* CONSIGNE A: Recopiez fidèlement, dans l'article sur l'équilibre des robots humanoïdes, tout le passage qui va de « Différentes tâches d’équilibre » jusqu'à « du transfert simulation-réalité. ».

Une équipe de chercheurs chinois et américains a mis au point une méthode d’apprentissage par renforcement permettant à un robot humanoïde de réaliser des postures d’équilibre extrême sur une jambe, en s’adaptant aux incertitudes du monde réel.


Différentes tâches d’équilibre extrême du “Swallow Balance” au “Bruce Lee’s Kick” • Tong Zhang et al.

Reproduire la stabilité posturale humaine constitue un défi important pour les robots humanoïdes. Le maintien en équilibre dans des positions asymétriques, comme une posture martiale sur une jambe ou un grand écart suspendu, exige un contrôle précis du centre de masse, une coordination de l’ensemble du corps et une grande tolérance aux perturbations. Dans une étude publiée en mai, des chercheurs de Tsinghua, Berkeley et de l’UC San Diego présentent HuB, une architecture unifiée qui permet à un humanoïde de réussir de telles tâches malgré les imprécisions des capteurs ou les aléas du transfert simulation-réalité.

Le système a été validé sur le robot humanoïde Unitree G1 à travers six tâches statiques complexes, dont le « Swallow Balance », inspiré d’une figure de gymnastique, ou le « Bruce Lee’s Kick », une extension de jambe à hauteur du torse en équilibre sur un pied. Dans tous les cas, HuB atteint des taux de réussite de 97 % à 100 % en simulation, contre 0 % à 4 % pour les méthodes de référence précédentes. L’architecture repose sur trois modules conçus pour traiter respectivement les erreurs de mouvement de référence, les difficultés d’apprentissage du contrôle et le transfert vers la robotique réelle.

Un pipeline centré sur la stabilité

Le fonctionnement de HuB • Tong Zhang et al.

L’approche repose sur l’apprentissage par renforcement profond avec suivi de trajectoire, mais en intégrant plusieurs aménagements spécifiques au contrôle de l’équilibre. Le premier module améliore la qualité des mouvements de référence extraits de vidéos humaines. Pour limiter les effets des artefacts, les chercheurs ont conçu un processus de « retargeting » s’appuyant sur une stabilisation de la position du pied porteur et un filtrage du centre de masse, le modèle corporel SMPL. Ces ajustements réduisent significativement les pertes d’optimisation, en particulier dans les poses extrêmes comme le squat profond.

Le deuxième module introduit un assouplissement du suivi strict, permettant au robot de s’éloigner légèrement des trajectoires humaines pour gagner en stabilité. Cette marge est encadrée par des fonctions de récompense orientées vers l’équilibre : pénalisation des contacts indésirables au sol, incitation à maintenir le centre de masse au-dessus du pied support, et limitation de la proximité entre les pieds pour éviter les collisions.

Robustesse face aux perturbations physiques

Le troisième module vise à améliorer la robustesse en conditions réelles. Le robot est entraîné avec des perturbations réalistes, dont du bruit sensoriel calqué sur les erreurs d’une centrale inertielle typique (modélisé par un bruit d’Ornstein-Uhlenbeck), ainsi que des impulsions répétées sur la base du robot pour simuler des pertes d’équilibre progressives. Contrairement aux approches précédentes qui utilisaient des perturbations rares et intenses, HuB privilégie des impulsions faibles mais fréquentes, mieux adaptées aux dynamiques fines des tâches d’équilibre sur une jambe.

* DONNÉES DE LA TÂCHE:
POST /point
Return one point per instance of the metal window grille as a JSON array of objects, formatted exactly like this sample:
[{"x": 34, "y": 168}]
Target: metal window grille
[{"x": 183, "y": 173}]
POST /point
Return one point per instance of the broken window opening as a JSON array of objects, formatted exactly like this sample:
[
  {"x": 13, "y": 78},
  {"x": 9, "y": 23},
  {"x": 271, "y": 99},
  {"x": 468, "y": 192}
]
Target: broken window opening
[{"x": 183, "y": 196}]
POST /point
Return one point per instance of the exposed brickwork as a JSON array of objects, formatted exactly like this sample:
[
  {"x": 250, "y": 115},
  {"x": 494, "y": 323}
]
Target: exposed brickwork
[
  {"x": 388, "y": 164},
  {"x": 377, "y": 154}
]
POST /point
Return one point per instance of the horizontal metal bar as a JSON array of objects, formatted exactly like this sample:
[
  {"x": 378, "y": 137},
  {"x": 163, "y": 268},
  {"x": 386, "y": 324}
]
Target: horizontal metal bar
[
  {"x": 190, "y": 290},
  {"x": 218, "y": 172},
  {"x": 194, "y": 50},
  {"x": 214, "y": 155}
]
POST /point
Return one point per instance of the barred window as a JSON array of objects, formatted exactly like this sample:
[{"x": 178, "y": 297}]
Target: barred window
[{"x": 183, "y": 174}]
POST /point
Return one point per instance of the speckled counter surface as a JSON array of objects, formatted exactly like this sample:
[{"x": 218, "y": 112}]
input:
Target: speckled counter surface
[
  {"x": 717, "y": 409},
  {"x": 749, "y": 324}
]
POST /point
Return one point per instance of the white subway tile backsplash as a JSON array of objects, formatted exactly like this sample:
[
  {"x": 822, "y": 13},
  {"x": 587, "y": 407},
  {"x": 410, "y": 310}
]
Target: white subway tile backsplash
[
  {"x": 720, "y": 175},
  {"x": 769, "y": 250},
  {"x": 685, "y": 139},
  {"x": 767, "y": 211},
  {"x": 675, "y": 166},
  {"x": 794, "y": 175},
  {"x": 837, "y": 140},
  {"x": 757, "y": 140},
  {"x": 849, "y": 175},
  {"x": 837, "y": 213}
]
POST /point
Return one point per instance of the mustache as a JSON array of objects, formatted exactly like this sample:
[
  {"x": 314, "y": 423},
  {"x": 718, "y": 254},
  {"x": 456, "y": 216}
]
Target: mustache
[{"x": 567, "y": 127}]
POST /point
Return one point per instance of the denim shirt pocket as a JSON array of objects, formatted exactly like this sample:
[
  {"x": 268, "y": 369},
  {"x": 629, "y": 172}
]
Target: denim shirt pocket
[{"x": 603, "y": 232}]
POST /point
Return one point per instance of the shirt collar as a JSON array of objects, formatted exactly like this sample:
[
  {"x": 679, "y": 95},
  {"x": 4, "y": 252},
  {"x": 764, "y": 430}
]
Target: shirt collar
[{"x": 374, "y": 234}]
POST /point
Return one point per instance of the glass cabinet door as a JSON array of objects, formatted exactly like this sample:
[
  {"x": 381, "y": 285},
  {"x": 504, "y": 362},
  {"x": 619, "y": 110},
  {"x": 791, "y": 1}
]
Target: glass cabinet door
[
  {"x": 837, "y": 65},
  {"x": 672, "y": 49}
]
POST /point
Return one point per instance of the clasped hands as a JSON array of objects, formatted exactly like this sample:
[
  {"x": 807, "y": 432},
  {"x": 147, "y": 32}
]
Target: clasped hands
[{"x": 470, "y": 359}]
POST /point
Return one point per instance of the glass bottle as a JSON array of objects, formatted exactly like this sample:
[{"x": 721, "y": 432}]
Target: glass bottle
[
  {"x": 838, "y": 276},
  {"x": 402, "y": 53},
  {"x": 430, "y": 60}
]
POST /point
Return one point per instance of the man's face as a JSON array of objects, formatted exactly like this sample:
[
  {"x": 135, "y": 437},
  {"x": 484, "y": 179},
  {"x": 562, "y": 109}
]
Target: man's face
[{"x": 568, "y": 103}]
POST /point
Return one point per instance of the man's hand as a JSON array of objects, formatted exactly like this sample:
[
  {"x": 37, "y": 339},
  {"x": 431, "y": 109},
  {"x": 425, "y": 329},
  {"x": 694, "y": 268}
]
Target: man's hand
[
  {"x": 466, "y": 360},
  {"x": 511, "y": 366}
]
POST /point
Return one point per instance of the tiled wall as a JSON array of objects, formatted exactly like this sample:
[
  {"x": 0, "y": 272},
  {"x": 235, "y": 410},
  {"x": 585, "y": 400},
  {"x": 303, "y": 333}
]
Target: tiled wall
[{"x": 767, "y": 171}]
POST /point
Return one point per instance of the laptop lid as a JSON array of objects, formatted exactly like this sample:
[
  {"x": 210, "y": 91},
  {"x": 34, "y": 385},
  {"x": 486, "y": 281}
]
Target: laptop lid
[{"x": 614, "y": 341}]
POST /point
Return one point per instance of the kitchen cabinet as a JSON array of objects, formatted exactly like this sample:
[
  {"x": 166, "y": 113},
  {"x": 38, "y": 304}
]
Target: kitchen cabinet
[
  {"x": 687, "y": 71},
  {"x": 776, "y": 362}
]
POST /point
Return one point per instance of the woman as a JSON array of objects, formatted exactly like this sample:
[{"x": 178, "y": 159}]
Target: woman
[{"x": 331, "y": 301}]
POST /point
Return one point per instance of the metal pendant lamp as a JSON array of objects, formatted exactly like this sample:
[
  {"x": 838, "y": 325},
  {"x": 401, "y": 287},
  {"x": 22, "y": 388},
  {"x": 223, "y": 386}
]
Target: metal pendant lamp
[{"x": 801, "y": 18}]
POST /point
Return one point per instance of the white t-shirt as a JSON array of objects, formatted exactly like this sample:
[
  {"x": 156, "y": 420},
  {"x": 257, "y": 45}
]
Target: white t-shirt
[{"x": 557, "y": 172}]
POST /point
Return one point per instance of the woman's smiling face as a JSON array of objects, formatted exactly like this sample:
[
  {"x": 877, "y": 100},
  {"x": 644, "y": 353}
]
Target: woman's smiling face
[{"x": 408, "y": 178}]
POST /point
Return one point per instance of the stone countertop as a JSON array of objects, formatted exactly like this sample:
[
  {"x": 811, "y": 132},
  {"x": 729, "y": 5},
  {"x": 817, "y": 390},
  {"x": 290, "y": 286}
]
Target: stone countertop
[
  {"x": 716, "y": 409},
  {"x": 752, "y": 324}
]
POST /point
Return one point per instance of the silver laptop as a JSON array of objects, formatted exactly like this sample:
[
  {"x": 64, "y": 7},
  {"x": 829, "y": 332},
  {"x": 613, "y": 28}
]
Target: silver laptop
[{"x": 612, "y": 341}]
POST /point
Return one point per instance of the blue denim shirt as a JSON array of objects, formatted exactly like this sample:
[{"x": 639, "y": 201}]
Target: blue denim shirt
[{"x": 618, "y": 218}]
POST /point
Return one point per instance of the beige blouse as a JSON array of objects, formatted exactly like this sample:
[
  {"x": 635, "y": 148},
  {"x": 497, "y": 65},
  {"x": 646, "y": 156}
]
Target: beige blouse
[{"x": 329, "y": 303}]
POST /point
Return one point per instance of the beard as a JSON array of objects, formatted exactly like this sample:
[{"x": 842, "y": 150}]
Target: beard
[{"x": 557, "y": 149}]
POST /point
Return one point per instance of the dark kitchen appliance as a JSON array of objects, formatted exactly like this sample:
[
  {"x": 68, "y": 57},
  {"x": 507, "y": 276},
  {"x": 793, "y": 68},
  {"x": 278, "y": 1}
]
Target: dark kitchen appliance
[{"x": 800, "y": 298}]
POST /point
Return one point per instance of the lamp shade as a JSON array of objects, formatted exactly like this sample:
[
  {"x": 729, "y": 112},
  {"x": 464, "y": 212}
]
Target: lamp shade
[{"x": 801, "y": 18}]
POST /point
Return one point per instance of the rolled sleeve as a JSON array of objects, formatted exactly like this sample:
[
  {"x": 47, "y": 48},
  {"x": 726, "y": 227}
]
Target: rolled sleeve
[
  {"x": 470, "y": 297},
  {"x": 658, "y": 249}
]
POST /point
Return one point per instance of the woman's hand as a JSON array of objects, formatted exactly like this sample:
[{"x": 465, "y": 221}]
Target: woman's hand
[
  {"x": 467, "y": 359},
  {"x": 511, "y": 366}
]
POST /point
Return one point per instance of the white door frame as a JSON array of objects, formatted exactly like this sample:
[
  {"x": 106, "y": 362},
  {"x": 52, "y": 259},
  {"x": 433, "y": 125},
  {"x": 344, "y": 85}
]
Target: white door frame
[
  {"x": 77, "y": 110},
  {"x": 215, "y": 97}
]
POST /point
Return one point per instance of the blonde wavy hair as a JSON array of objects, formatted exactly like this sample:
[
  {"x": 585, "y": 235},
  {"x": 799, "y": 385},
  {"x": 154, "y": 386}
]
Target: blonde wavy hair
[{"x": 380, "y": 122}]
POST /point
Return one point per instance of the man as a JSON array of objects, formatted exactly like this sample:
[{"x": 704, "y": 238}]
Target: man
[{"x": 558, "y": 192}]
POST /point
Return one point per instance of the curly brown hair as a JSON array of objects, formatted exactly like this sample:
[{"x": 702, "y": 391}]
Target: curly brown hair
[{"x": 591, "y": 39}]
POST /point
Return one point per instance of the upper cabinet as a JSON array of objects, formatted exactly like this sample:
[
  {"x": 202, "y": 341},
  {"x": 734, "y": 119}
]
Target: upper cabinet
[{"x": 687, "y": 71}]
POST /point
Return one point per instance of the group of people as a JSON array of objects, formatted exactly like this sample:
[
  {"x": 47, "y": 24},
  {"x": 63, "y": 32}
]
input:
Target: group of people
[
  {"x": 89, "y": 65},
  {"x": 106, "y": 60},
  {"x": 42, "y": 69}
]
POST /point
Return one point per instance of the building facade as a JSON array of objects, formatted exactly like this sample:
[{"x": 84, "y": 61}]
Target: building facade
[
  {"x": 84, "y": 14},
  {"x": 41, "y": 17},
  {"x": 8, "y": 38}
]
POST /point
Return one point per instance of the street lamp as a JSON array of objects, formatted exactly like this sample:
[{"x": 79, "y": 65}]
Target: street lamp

* CONSIGNE B: Rassemblez, en les recopiant telles quelles, toutes les lignes des enregistrements ci-dessus qui contiennent la chaîne « sleeve ».

* RÉPONSE A:
Différentes tâches d’équilibre extrême du “Swallow Balance” au “Bruce Lee’s Kick” • Tong Zhang et al.

Reproduire la stabilité posturale humaine constitue un défi important pour les robots humanoïdes. Le maintien en équilibre dans des positions asymétriques, comme une posture martiale sur une jambe ou un grand écart suspendu, exige un contrôle précis du centre de masse, une coordination de l’ensemble du corps et une grande tolérance aux perturbations. Dans une étude publiée en mai, des chercheurs de Tsinghua, Berkeley et de l’UC San Diego présentent HuB, une architecture unifiée qui permet à un humanoïde de réussir de telles tâches malgré les imprécisions des capteurs ou les aléas du transfert simulation-réalité.

* RÉPONSE B:
Return one point per instance of the rolled sleeve as a JSON array of objects, formatted exactly like this sample:
Target: rolled sleeve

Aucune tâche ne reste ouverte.